-- Brief --
Please copy every record below exactly, but leave the pictures out.

(Natural-language object grounding data)
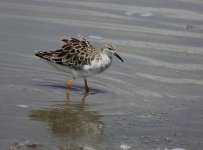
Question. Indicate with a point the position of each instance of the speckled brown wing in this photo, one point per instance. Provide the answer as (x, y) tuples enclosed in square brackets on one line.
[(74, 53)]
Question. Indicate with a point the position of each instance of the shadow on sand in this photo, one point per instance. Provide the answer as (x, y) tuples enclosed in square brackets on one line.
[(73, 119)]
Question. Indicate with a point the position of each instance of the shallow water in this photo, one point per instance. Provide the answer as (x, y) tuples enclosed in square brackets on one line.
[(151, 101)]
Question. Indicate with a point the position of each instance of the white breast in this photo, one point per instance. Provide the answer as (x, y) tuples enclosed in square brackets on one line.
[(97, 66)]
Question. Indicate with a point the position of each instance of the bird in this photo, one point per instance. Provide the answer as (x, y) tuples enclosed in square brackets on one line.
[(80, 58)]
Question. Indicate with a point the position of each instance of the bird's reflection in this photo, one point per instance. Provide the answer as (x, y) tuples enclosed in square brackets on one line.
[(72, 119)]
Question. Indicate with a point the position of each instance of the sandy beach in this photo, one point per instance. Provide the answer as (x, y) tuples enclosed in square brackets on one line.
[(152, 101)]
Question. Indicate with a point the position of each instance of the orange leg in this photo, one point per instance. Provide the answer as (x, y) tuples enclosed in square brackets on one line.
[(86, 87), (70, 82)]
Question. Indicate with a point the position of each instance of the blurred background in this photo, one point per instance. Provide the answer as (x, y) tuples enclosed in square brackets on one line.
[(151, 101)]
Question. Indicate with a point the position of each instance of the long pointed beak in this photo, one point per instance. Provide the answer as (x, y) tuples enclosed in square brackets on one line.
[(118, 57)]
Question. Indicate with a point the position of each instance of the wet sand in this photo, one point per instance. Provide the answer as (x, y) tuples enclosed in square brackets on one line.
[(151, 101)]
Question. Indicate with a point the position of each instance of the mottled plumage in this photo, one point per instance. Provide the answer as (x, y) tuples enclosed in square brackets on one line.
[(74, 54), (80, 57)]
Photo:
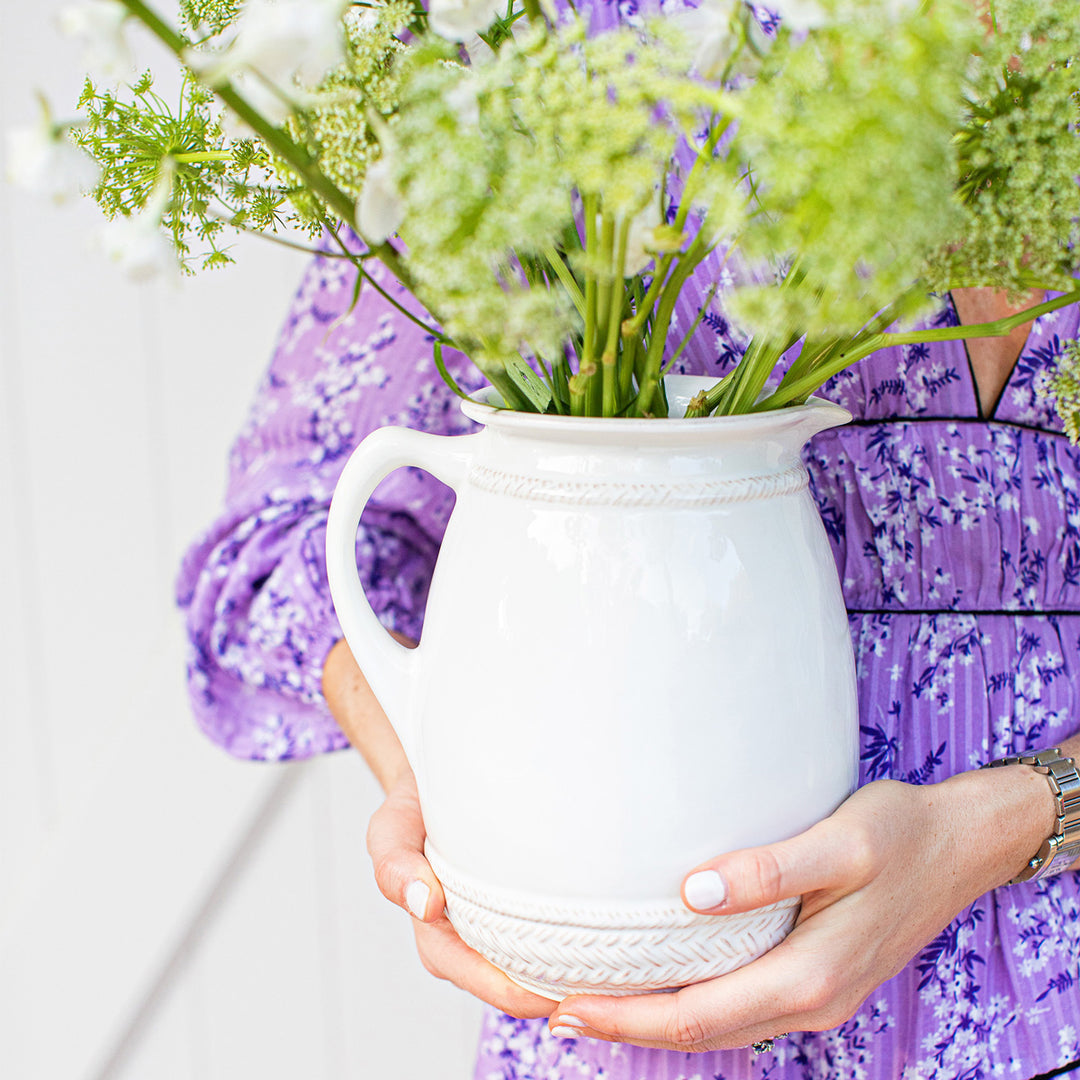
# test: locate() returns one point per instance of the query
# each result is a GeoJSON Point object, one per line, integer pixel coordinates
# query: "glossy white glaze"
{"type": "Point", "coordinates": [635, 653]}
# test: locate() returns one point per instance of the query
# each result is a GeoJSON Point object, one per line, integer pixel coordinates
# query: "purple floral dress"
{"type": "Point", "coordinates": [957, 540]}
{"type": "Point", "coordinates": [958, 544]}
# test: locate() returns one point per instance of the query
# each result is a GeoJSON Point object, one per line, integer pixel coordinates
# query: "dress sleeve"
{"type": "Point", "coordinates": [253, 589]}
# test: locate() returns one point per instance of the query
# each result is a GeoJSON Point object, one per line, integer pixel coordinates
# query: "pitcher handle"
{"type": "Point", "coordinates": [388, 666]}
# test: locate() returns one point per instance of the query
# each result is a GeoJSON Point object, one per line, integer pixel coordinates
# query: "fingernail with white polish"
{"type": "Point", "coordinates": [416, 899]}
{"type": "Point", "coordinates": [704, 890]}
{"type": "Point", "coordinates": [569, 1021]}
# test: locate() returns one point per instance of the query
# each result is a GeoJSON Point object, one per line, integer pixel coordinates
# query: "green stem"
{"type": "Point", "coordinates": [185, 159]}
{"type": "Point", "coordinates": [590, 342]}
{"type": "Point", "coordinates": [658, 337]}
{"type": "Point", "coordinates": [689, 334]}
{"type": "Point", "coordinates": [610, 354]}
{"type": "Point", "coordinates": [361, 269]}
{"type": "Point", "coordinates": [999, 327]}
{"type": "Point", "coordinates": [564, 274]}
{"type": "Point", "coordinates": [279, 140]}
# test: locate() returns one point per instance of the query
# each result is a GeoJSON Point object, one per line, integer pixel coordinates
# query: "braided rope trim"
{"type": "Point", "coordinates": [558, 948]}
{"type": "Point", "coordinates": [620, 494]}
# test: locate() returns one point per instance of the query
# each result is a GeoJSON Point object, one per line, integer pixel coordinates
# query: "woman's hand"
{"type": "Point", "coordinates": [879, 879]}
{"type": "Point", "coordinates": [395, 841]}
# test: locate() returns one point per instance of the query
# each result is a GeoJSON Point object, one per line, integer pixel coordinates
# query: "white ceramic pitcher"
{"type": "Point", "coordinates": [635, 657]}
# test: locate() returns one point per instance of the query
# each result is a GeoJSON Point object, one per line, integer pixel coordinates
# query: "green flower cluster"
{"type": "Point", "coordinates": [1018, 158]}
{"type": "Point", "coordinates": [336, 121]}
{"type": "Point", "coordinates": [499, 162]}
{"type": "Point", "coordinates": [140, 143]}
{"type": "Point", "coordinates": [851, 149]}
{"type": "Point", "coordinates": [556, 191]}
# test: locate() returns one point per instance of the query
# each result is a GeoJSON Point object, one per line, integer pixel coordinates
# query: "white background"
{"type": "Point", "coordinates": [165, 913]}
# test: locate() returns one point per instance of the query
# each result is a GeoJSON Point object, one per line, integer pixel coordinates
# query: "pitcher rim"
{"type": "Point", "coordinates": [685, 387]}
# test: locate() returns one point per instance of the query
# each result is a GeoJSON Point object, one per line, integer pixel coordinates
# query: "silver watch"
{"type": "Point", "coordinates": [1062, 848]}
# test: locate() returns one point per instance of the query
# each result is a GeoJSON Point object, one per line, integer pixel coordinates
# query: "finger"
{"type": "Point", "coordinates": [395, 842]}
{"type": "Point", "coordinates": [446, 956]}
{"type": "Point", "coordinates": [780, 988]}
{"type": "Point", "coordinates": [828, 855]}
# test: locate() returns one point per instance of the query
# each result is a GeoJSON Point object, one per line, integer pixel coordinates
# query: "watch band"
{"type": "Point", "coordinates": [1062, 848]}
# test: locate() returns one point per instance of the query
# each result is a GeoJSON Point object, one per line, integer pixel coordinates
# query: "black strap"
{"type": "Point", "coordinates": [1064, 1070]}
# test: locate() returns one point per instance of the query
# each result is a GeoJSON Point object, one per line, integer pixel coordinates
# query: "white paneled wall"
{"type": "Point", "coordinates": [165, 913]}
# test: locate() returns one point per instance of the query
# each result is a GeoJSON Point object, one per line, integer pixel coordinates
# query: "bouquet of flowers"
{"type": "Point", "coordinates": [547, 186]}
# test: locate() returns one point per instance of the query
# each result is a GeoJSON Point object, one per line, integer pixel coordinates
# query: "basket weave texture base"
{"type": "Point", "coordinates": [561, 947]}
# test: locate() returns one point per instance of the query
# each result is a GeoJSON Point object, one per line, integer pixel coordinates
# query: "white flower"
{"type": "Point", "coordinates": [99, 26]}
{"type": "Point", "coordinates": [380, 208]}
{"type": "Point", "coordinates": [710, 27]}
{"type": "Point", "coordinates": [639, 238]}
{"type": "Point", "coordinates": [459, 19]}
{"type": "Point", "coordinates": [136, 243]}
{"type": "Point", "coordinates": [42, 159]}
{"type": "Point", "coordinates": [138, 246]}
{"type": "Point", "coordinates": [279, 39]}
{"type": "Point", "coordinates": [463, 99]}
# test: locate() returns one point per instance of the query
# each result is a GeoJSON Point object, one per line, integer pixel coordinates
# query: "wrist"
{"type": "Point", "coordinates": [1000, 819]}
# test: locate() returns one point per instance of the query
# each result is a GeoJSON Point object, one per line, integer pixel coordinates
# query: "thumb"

-- Finished exercise --
Question. Indicate with a point the position of each instance of the speckled brown wing in this photo, one point per instance. Provide the answer as (x, y) tuples enclosed in square brackets on one line.
[(74, 53)]
Question. Indicate with a point the position of each instance of the shadow on sand in this photo, one point per instance. Provide the answer as (x, y) tuples enclosed in square brackets on one line.
[(73, 119)]
Question. Indicate with a point the position of each instance of the shallow water in this photo, one point per instance. Provide the answer as (x, y) tuples enclosed in square brackets on one line.
[(151, 101)]
Question. Indicate with a point the position of each instance of the white breast in this photo, one point per instance. Provide the answer as (x, y) tuples enclosed in square brackets on one line.
[(97, 66)]
Question. Indicate with a point the position of each instance of the bird in this photo, one point per instance. Provide the answer as (x, y) tuples enclosed in square brackets on one line.
[(80, 58)]
Question. Indicate with a point the position of each instance of the bird's reflection in this photo, one point per instance. Provide the answer as (x, y) tuples enclosed in square brackets on one line.
[(72, 119)]
Question. Indicate with a point the position of each instance of the sandy beach in this photo, one point per instance. Provide the answer as (x, y) tuples enclosed in square brackets on one line.
[(152, 101)]
Question. Indicate with a point the position of each instance of the orange leg in this photo, one point per instance. Provide the answer as (x, y) tuples enclosed in square brackets on one line.
[(86, 87), (70, 82)]
Question. Indicate with a point the position of each instance of the blurred background in this photo, one point per instance. Provide the answer as (x, y) tuples enclosed in square brackets on one line.
[(151, 101)]
Question. Indicate with a point the position of each instance of the long pointed beak in this photo, one point per instance. Provide the answer as (x, y) tuples enclosed in square brackets on one line.
[(118, 57)]
Question. Indicate with a point the position of each instance of the wet sand in this photo, one point per instance. Provide the answer as (x, y) tuples enclosed in square brackets on one line.
[(151, 101)]
Question. Indicate with a point the position of each instance of the mottled plumage in this photo, one point per instance. Provide the answer as (x, y) tuples enclosed in square brackets on one line.
[(74, 54), (80, 57)]
Photo:
# test: locate() returns one point per instance of the query
# each result is a GeoJSON Point object, one per line, integer pixel coordinates
# query: "glossy white glaze"
{"type": "Point", "coordinates": [635, 653]}
# test: locate() returns one point per instance of the query
# each result is a GeoJSON Point object, one per line, integer pixel coordinates
# query: "purple floral dress"
{"type": "Point", "coordinates": [957, 540]}
{"type": "Point", "coordinates": [958, 544]}
# test: locate() returns one point per instance of the query
# each result is a GeoJSON Point object, one per line, integer pixel coordinates
# query: "dress sleeve"
{"type": "Point", "coordinates": [253, 589]}
# test: locate() returns one point per instance of the query
# each result is a GeoJSON Point object, one per line, integer pixel coordinates
# query: "pitcher handle"
{"type": "Point", "coordinates": [388, 666]}
# test: locate() returns one point per instance of the query
# each result is a GeoJSON Point object, one per line, integer pixel coordinates
# query: "fingernail with white polish"
{"type": "Point", "coordinates": [416, 899]}
{"type": "Point", "coordinates": [704, 890]}
{"type": "Point", "coordinates": [569, 1021]}
# test: locate() returns one point per instance of the query
# each result is a GeoJSON Point object, one per line, integer pixel coordinates
# query: "green stem"
{"type": "Point", "coordinates": [185, 159]}
{"type": "Point", "coordinates": [590, 342]}
{"type": "Point", "coordinates": [658, 337]}
{"type": "Point", "coordinates": [689, 334]}
{"type": "Point", "coordinates": [610, 354]}
{"type": "Point", "coordinates": [361, 269]}
{"type": "Point", "coordinates": [999, 327]}
{"type": "Point", "coordinates": [564, 274]}
{"type": "Point", "coordinates": [279, 140]}
# test: locate() returns one point per instance of the query
# each result is a GeoJSON Point object, one per line, integer pixel coordinates
# query: "braided rope trim"
{"type": "Point", "coordinates": [558, 948]}
{"type": "Point", "coordinates": [620, 494]}
# test: locate() returns one point per instance of the query
# each result is a GeoJSON Point object, one per line, integer pixel coordinates
# query: "woman's hand"
{"type": "Point", "coordinates": [879, 879]}
{"type": "Point", "coordinates": [395, 841]}
# test: locate() returns one point per instance of the query
# each result is a GeoJSON Point object, one per line, integer pixel coordinates
# query: "white ceramic pitcher"
{"type": "Point", "coordinates": [635, 657]}
# test: locate() returns one point per instance of the query
# each result is a GeoJSON Point object, one per line, integer pixel coordinates
# query: "green flower cluster"
{"type": "Point", "coordinates": [1018, 158]}
{"type": "Point", "coordinates": [336, 121]}
{"type": "Point", "coordinates": [499, 162]}
{"type": "Point", "coordinates": [140, 143]}
{"type": "Point", "coordinates": [851, 149]}
{"type": "Point", "coordinates": [556, 191]}
# test: locate() returns one point per instance of the query
# each result is a GeoJSON Point object, one per line, integer pixel coordinates
# query: "white background"
{"type": "Point", "coordinates": [165, 913]}
# test: locate() returns one point per instance of the query
# each result is a GeoJSON Point object, one per line, integer pixel coordinates
# query: "pitcher rim"
{"type": "Point", "coordinates": [685, 387]}
# test: locate() returns one point per instance of the query
# each result is a GeoJSON Point object, one per line, integer pixel coordinates
# query: "silver watch"
{"type": "Point", "coordinates": [1062, 848]}
# test: locate() returns one point per instance of the query
# each result is a GeoJSON Point object, one per line, integer pixel coordinates
# query: "finger"
{"type": "Point", "coordinates": [395, 842]}
{"type": "Point", "coordinates": [446, 956]}
{"type": "Point", "coordinates": [780, 988]}
{"type": "Point", "coordinates": [828, 855]}
# test: locate() returns one point per instance of the query
# each result is a GeoJSON Point object, one per line, integer pixel coordinates
# query: "watch band"
{"type": "Point", "coordinates": [1062, 848]}
# test: locate() returns one point per instance of the query
# each result is a GeoJSON Point object, one per line, integer pixel coordinates
# query: "black strap"
{"type": "Point", "coordinates": [1064, 1070]}
# test: locate() returns one point per instance of the query
# each result is a GeoJSON Point object, one per line, integer pixel coordinates
# query: "white paneled wall"
{"type": "Point", "coordinates": [165, 913]}
# test: locate() returns one point per instance of the query
# each result is a GeoJSON Point object, one per line, integer pixel coordinates
# query: "bouquet of flowers"
{"type": "Point", "coordinates": [547, 186]}
# test: locate() returns one point per instance of the query
# each result is a GeoJSON Point object, one per line, integer pixel coordinates
# query: "basket weave texture base"
{"type": "Point", "coordinates": [561, 947]}
# test: locate() returns one point per instance of the query
# each result is a GeoJSON Point object, one per line, integer pixel coordinates
# query: "white flower"
{"type": "Point", "coordinates": [99, 26]}
{"type": "Point", "coordinates": [380, 208]}
{"type": "Point", "coordinates": [710, 27]}
{"type": "Point", "coordinates": [639, 238]}
{"type": "Point", "coordinates": [459, 19]}
{"type": "Point", "coordinates": [136, 243]}
{"type": "Point", "coordinates": [42, 159]}
{"type": "Point", "coordinates": [138, 246]}
{"type": "Point", "coordinates": [279, 39]}
{"type": "Point", "coordinates": [463, 99]}
# test: locate() returns one point per instance of the query
# each result is a GeoJSON Point object, one per line, integer pixel coordinates
# query: "wrist"
{"type": "Point", "coordinates": [1000, 819]}
# test: locate() returns one point per instance of the query
# each result is a GeoJSON Point object, one per line, integer pixel coordinates
# query: "thumb"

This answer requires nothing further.